> **Explore the material**:
1. In the article about the UK's coronavirus contact-tracing app, what is Singapore giving its citizens instead of an app?
2. In the article about the UK contact-tracing app, rewrite the part starting with "The expert explained" and going on through "a bluetooth wristband.", swapping "smartphone" for "mobile phone".
3. Continue the article about the UK contact-tracing app from where it stops.

> **Provided passage**:
He said: “I think the reason there has been a U-turn was not just technical. The way it was working in the Isle of Wight was actually pretty okay. We don’t even know how well the alternative is going to work. It has only been running in Germany since Monday, and we have no idea if it will be better or worse – it may actually be worse.”

Prof Crowcroft explained that any app would currently be responsible for tracing only around 20 per cent of cases, compared to 80 per cent by manual contact tracers – but that it will be crucial in advance of any second wave in the autumn.

He said: “If we get a second wave in the autumn or winter the app will be much more of a big deal because we will have many more cases.”

The expert explained that under the best case scenario, in the UK around 60 per cent of the population would download the app as only 80 per cent have a smartphone, and not everyone will access it. The app is also unable to work in all environments, and is therefore “only part of the system” and “all useless without testing in place”.

Some countries are abandoning the idea of an app altogether due to issues with bluetooth tech. Singapore is now not using any version and instead giving citizens a bluetooth wristband.

The Google-Apple API does not give central authorities in countries any information about who is contacted for self-isolation, or where the incidents or outbreaks are taking place.

Matt Hancock’s NHSX had initially said the UK’s own app would be ready to deploy mid-May (10 Downing Street/AFP via Getty)

Prof Crowcroft warned its downside compared to the originally planned NHSX in-house app will be that UK scientists will be unable to make important long-term findings. These would include more evidence to help determine how fast immunity wears off, and how many people asymptomatically carry the disease but remain infectious.

The Department of Health has said it will share progress made in the Isle of Wight pilot with Google and Apple – and Prof Crowcroft believes it should go further and publish the findings.

He said: “The Apple-Google combined design for this bluetooth low energy radio is not as sophisticated as the NHS one. It was done to get a general system that works on all phones and hasn’t had any opportunity to be optimised.

“What has happened is that the NHS spent a lot of effort in the Isle of Wight over the last month tuning how the bluetooth proximity technology works, and I know the guy doing it and he’s very, very smart. A lot of work went into that which has not yet gone into the Apple Google API Germany and other countries are starting to use.

> **Data**:
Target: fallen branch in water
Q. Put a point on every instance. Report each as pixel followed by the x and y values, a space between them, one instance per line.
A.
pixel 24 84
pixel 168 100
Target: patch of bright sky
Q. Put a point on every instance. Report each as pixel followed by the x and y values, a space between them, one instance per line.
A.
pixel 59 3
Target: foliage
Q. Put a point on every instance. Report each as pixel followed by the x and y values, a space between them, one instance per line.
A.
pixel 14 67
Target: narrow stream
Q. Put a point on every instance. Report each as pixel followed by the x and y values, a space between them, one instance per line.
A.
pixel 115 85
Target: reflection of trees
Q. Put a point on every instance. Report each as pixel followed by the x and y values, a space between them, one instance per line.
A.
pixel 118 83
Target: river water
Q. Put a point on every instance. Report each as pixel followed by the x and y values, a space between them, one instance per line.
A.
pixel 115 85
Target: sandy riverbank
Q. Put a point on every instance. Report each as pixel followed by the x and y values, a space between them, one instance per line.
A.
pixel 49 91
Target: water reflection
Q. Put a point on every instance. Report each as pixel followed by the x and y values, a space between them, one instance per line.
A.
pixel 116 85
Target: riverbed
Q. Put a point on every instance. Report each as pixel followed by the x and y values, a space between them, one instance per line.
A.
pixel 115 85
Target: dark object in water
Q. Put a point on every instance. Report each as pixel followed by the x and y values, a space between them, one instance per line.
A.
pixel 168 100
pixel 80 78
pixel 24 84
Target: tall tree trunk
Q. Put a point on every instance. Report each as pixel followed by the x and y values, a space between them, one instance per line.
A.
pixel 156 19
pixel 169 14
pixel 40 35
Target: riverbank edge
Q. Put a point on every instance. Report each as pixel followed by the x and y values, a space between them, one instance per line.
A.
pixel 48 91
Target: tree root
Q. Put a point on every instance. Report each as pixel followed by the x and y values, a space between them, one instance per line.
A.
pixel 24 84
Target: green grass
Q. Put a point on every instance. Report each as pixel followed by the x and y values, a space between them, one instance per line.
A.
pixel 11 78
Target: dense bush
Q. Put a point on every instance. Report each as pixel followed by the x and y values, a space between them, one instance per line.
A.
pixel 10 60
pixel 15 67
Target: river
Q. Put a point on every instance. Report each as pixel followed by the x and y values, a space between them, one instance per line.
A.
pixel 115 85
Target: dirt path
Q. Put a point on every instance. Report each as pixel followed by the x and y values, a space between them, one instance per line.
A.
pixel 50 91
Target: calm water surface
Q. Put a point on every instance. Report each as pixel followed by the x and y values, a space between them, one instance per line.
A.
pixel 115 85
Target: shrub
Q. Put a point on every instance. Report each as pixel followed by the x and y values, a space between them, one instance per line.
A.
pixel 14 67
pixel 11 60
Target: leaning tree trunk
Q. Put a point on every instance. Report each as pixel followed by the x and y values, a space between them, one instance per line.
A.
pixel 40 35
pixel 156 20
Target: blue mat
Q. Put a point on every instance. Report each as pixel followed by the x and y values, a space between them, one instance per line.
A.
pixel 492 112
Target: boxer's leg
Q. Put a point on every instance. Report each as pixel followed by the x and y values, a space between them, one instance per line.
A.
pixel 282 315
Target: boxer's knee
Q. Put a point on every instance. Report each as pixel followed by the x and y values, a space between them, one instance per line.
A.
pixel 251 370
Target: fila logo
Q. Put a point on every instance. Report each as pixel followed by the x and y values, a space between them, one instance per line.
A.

> **Answers to the tasks**:
1. A bluetooth wristband.

2.
The expert explained that under the best case scenario, in the UK around 60 per cent of the population would download the app as only 80 per cent have a mobile phone, and not everyone will access it. The app is also unable to work in all environments, and is therefore “only part of the system” and “all useless without testing in place”.

Some countries are abandoning the idea of an app altogether due to issues with bluetooth tech. Singapore is now not using any version and instead giving citizens a bluetooth wristband.

3.
“They don’t have that sophistication in there. It can be added, and what I really hope is that if the NHS publish what they have got from the Isle of Wight, how they created the proximity algorithm, then that will be a contribution to the whole world.

“NHSX will be able to say ‘hey, this wasn’t pointless, it can actually be added in to what Apple and Google provide’, and then all the other apps can benefit in improving accuracy.”

The expert said people in the industry are “positive this can happen”.

In a joint statement last week, Baroness Dido Harding, Executive Chair of NHS Test and Trace and Matthew Gould, CEO, NHSX, said: “Our response to this virus has and will continue to be as part of an international effort. That is why as part of a collaborative approach we have agreed to share our own innovative work on estimating distance between app users with Google and Apple, work that we hope will benefit others, while using their solution to address some of the specific technical challenges identified through our rigorous testing.

“We will also draw on the invaluable insight from all of those who trialled the app on the Isle of Wight – and the brilliant teams who have worked on it to date – to build an app that can form part of the end-to-end NHS Test and Trace service, and this insight will be integral to the next phase of development.”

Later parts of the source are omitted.